Activity: Repeat every line of the data exactly, but not the pictures.
---------- Available data ----------
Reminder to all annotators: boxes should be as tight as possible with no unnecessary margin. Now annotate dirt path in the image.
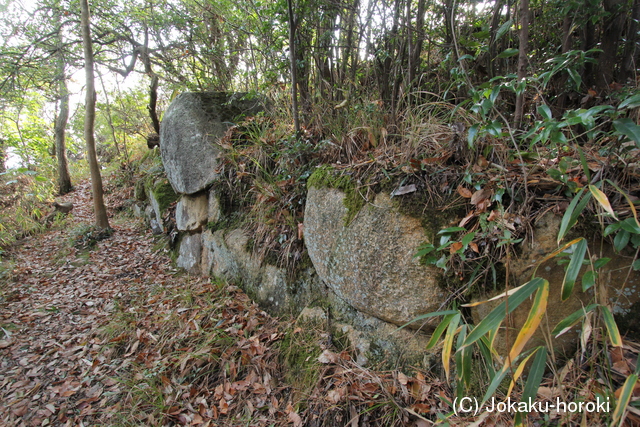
[0,181,184,425]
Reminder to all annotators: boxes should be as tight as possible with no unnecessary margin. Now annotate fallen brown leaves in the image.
[0,181,181,425]
[0,179,482,427]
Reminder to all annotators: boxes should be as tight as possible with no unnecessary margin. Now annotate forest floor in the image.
[0,180,456,426]
[0,180,195,425]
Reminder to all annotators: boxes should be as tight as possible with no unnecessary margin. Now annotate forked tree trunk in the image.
[81,0,110,230]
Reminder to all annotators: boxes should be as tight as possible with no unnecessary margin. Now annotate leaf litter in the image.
[4,146,638,425]
[0,180,462,426]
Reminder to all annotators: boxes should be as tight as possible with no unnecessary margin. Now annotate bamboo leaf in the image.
[601,306,623,347]
[619,93,640,109]
[497,48,519,58]
[477,336,496,379]
[455,325,470,398]
[468,124,479,147]
[507,348,541,397]
[426,312,458,349]
[394,310,458,331]
[463,279,533,307]
[552,304,598,337]
[582,270,596,291]
[588,185,616,218]
[567,68,582,90]
[531,238,584,278]
[614,118,640,147]
[442,313,461,382]
[576,145,591,183]
[607,180,640,230]
[514,347,548,426]
[462,278,545,349]
[495,19,513,40]
[610,374,637,427]
[561,238,587,301]
[507,279,549,364]
[438,226,467,235]
[481,367,510,408]
[558,188,591,244]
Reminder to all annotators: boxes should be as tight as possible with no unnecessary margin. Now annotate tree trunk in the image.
[81,0,110,230]
[55,13,72,195]
[286,0,300,135]
[514,0,530,128]
[410,0,426,85]
[0,139,5,174]
[55,78,72,194]
[621,0,640,82]
[488,0,505,77]
[596,0,627,90]
[148,74,160,134]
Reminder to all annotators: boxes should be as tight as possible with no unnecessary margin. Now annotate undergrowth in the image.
[207,82,640,425]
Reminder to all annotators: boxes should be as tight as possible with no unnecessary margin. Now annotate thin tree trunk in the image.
[621,0,640,82]
[55,13,72,195]
[0,139,6,173]
[406,0,413,87]
[514,0,530,128]
[140,18,161,135]
[148,74,160,133]
[411,0,426,84]
[287,0,300,135]
[55,78,72,194]
[81,0,110,230]
[97,72,120,155]
[488,0,505,77]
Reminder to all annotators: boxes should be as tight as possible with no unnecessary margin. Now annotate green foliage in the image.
[0,91,55,167]
[411,176,638,424]
[0,167,58,250]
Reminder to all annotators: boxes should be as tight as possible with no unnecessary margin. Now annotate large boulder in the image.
[472,212,640,354]
[160,92,265,195]
[304,186,446,327]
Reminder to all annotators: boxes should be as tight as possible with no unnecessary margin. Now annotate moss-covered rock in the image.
[308,165,365,225]
[150,179,178,213]
[146,178,178,232]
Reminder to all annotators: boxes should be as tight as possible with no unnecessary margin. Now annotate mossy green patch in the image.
[134,179,147,201]
[150,179,178,212]
[307,165,366,225]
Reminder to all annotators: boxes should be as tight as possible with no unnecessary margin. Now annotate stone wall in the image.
[133,91,640,367]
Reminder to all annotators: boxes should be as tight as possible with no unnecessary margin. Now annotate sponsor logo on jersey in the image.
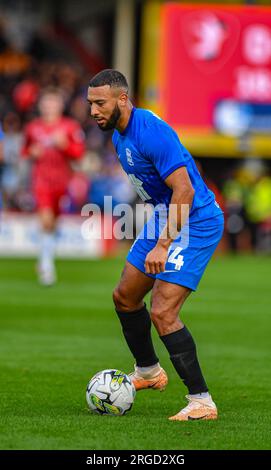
[126,148,134,166]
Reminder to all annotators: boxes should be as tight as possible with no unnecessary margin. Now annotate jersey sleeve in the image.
[21,123,33,159]
[63,121,85,160]
[140,123,188,180]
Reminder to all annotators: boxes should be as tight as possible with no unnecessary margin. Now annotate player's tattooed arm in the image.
[145,167,194,275]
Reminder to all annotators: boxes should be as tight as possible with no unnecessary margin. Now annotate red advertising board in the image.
[159,3,271,150]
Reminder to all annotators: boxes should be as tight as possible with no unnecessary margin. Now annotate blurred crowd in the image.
[0,21,136,216]
[0,23,271,253]
[222,160,271,253]
[196,159,271,253]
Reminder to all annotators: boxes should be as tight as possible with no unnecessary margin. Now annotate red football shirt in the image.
[22,117,85,193]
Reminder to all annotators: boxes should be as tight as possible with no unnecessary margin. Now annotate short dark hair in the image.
[89,69,128,92]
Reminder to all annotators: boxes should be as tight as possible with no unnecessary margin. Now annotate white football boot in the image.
[169,394,218,421]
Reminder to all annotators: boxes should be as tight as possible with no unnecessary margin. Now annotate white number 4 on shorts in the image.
[168,247,184,271]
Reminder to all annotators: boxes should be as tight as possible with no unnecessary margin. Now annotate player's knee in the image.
[113,287,129,311]
[112,287,121,309]
[40,211,55,231]
[151,306,170,326]
[150,304,181,331]
[113,286,144,312]
[43,221,55,232]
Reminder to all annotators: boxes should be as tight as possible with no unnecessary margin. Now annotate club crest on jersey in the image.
[126,148,134,166]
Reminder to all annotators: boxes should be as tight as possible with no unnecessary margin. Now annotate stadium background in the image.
[0,0,270,450]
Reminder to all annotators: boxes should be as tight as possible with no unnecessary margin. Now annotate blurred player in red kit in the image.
[22,89,85,285]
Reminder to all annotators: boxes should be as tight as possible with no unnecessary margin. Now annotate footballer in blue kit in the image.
[112,107,224,292]
[88,69,224,421]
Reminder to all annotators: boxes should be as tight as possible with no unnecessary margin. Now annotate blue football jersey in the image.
[112,108,218,224]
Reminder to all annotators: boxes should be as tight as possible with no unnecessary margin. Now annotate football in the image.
[86,369,136,416]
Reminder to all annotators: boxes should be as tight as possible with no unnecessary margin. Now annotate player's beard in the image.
[98,104,121,131]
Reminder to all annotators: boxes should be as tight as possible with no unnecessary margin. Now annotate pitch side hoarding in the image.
[140,2,271,157]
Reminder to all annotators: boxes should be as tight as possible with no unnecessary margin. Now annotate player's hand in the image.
[53,132,68,150]
[144,244,168,275]
[28,143,43,159]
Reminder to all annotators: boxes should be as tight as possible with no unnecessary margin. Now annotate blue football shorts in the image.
[127,203,224,291]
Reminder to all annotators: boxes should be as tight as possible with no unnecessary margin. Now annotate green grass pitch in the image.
[0,255,270,450]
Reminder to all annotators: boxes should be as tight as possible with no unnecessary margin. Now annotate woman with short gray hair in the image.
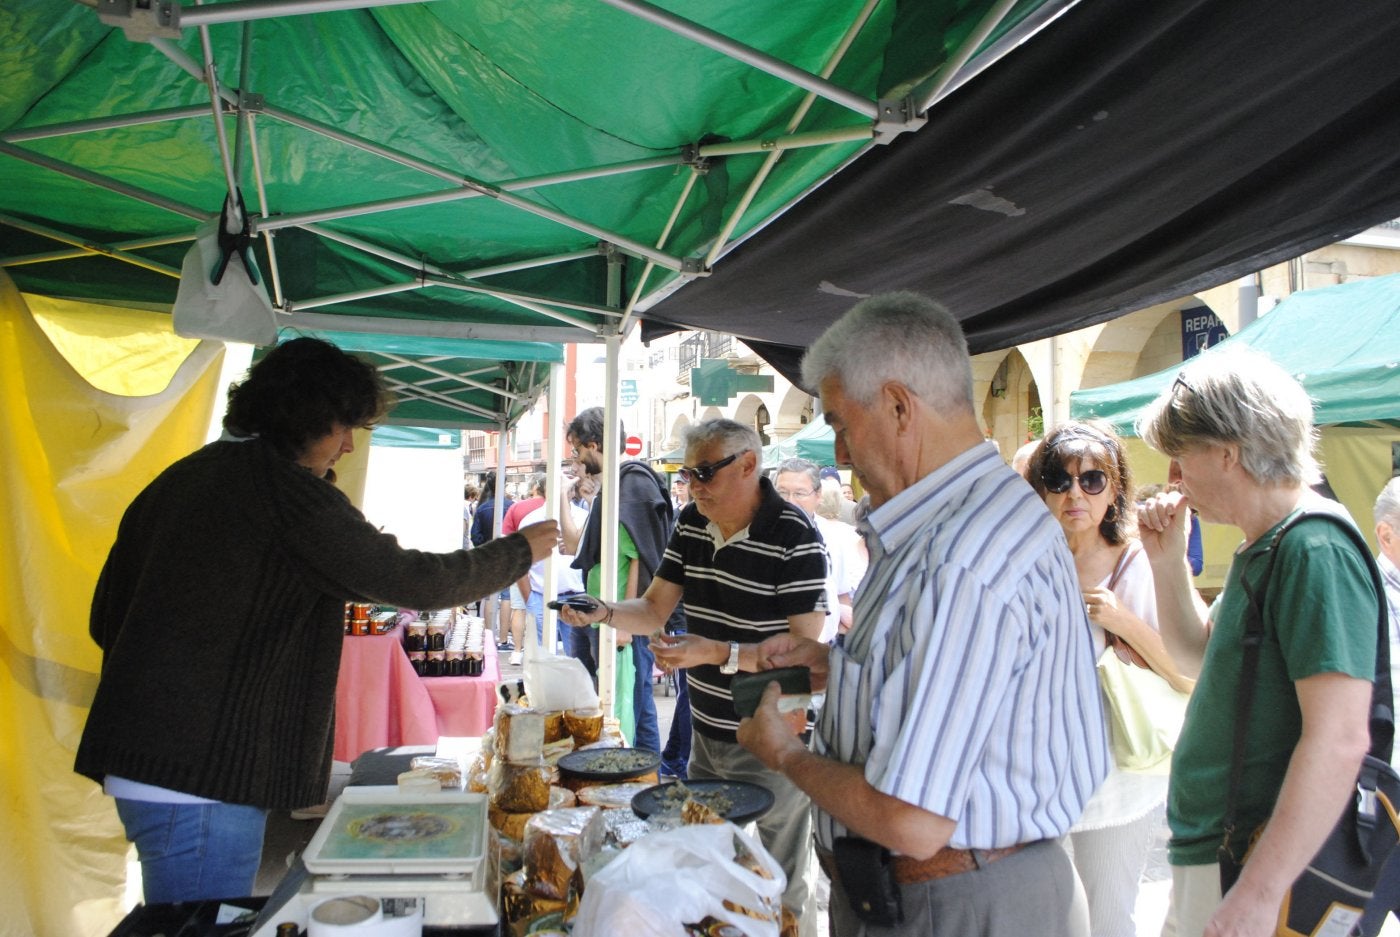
[1135,349,1378,937]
----------
Task result:
Reminder to all annotators: boxes should be as tight as possible with no unnecessary margin. Now annotate dirt path in the image.
[0,181,184,425]
Reminder to all annotators: boxes should be as tight as possible with no unnecessary margin. Now annotate fallen brown leaves in the image.
[0,181,181,425]
[0,179,482,427]
Reminder to all annotators: boxes should be as tight as possible with no unnecessary margin. Now annotate forest floor in the image.
[0,180,456,426]
[0,180,195,425]
Reminder to all annotators: boxes should be as tight as possible with no unnecessary margin. Now annotate forked tree trunk in the image.
[81,0,110,230]
Reminder to all annotators: boxes should be as tight as possible with no unnecessary margin. Now annotate leaf litter in the image.
[4,146,638,425]
[0,180,462,426]
Reminder to all annotators: boxes should be as tight as possible with no unnecessary margin. Now annotate bamboo leaf in the image.
[601,306,623,347]
[619,93,640,109]
[497,48,519,58]
[477,336,496,379]
[455,325,470,398]
[468,124,479,147]
[507,348,541,397]
[426,312,458,349]
[394,310,458,331]
[463,279,533,307]
[552,304,598,337]
[582,270,596,291]
[588,185,616,218]
[567,68,582,90]
[531,238,584,278]
[614,118,640,147]
[442,313,461,382]
[576,145,591,183]
[607,180,640,230]
[514,347,548,426]
[462,278,545,349]
[495,19,513,40]
[610,374,637,427]
[561,238,587,301]
[507,279,549,364]
[438,226,467,235]
[481,367,510,408]
[558,188,591,244]
Reminder to all annotators: boxes should be as tight as possible with no unnecessary margin. Now annotate tree trunk in the image.
[81,0,110,230]
[55,13,72,195]
[286,0,300,135]
[514,0,530,128]
[410,0,426,85]
[0,139,5,174]
[55,78,72,194]
[621,0,640,82]
[488,0,505,77]
[596,0,627,90]
[148,74,160,134]
Reminder to all annotators: boxes should be as tight as possible with no unnecessary margin. Now annotate undergrowth in the image.
[207,82,640,425]
Reminder to all annotators: boxes should be as tight as possible with no unnecessary margin. Now annotate thin tree trunk in the image.
[621,0,640,82]
[55,13,72,195]
[0,139,6,173]
[406,0,413,87]
[514,0,530,128]
[140,18,161,135]
[148,74,160,133]
[411,0,426,84]
[287,0,300,135]
[55,78,72,194]
[81,0,110,230]
[97,72,120,155]
[488,0,505,77]
Reminder to all annotators: boxes should be as tight as possible with no unnecessary margin. Now annotate green foliage in the image.
[0,91,55,167]
[411,176,638,424]
[0,167,58,250]
Reminder to all annotators: boxes should be as tight as possible with no unnecessary margin. Now annotate large boulder in the image.
[472,212,640,354]
[160,92,265,195]
[304,186,446,327]
Reminder to all annotators: boxes should be as tight as possible with no unnecessary margin. Now annotate moss-covered rock in the image.
[308,165,365,225]
[150,179,178,213]
[146,178,178,232]
Reminder to all annotators: boxes should be as tight as possible with no unnecessary margin. Now annotate mossy green patch in the image.
[134,179,147,201]
[150,179,178,212]
[307,165,366,225]
Reminder to all annotators: boxes should be as tight as possible with no unnecessary margin. Now annotate stone wall in the image.
[133,91,640,367]
Reminder to all annotators: boxes should be as tight as possible with no unnecessary margin. Now annotate sponsor logo on jersey in the image.
[126,148,134,166]
Reminder to all annotators: boxes should be as tight as possible with no unnecessary margin. Now annotate jersey sleeve in the image.
[21,123,33,159]
[63,121,85,160]
[140,123,188,180]
Reminder to all annotators: boxes should be as tight as possible with no unnecessary margin. Now annotate player's tattooed arm in the image.
[145,167,194,275]
Reminder to all annotators: boxes should be as tight as possible with no unnecessary margin. Now annotate red advertising board in the image.
[159,3,271,150]
Reminder to all annotators: boxes should be as tight as possible with no unnecessary margin. Now annotate blurred crowd in the image.
[0,21,136,216]
[0,23,271,253]
[222,160,271,253]
[196,159,271,253]
Reminder to all annotators: boxes should be as tight as possible with no unnecessary margin. Now annotate red football shirt in the image.
[22,117,85,193]
Reminder to all annotators: boxes should be as tight as possible with no unnecessary margin. Now annotate short dark hair in the image.
[89,69,128,92]
Reminder to all annotators: boxes should be as tight as possible with no unnecessary margin. Now annotate white football boot in the image.
[169,394,218,421]
Reminder to all annotators: boxes should be as tight as possible with no unnecessary margin. Now annotate white number 4 on shorts in the image.
[168,247,184,271]
Reminder to all annotators: boxes should be as tight as possible with no unnecessary margin. Now annotate player's knee in the image.
[113,287,129,311]
[112,287,121,309]
[40,211,55,231]
[151,306,170,326]
[150,304,181,331]
[113,286,144,312]
[43,221,55,232]
Reminder to all annotators: boxes should be as tight as possible with no unnecessary margin. Now annotate club crest on jersey in the image.
[126,148,134,166]
Reminder to all annotators: boxes should be as tight as possible with no unnecessary margin. Now annotate stadium background in the image.
[0,0,270,450]
Reminder to all annotators: boxes should be as tight as possible with no unnecessary margin. Now annotate blurred player in red kit in the image.
[22,89,85,285]
Reminder to all annotators: boxes should be as tight as possible with no unnecessary margin. Now annotate footballer in blue kit in the image.
[112,107,224,292]
[88,69,224,421]
Reminder to all annotators: boxes should be as tight as possible with no unnecessary margin. Now annotate blue football jersey in the image.
[112,108,218,224]
Reminder to all annotators: boxes should be as tight as possible with no unnecessary margin. Now annotate football in the image.
[86,369,136,416]
Reminder to all annotators: boxes should be as tight as possible with no unnecessary margin. Now annotate player's beard in the image.
[98,104,121,131]
Reminder to all annotators: boxes should be as tight as possible with no unnecessary margin. Now annotate pitch side hoarding in the image.
[140,2,271,157]
Reminder to all annotators: boxes should be as tight as possible with no unnecessary margin. Now annotate player's hand in the image.
[53,132,68,150]
[144,244,168,275]
[28,143,43,159]
Reminder to all annotators: boxes should be as tight as possible with no unnecessary margin. Now annotate blue football shorts in the image.
[127,203,224,291]
Reminder to all annotators: boxes should be as tight as possible with no unnecessary margin. Now annotate green grass pitch in the image.
[0,255,270,450]
Reminder to all annotators: boxes should be as tight as possible with no unnecessary margin. Now annotate woman with short gray hair in the image.
[1135,349,1378,937]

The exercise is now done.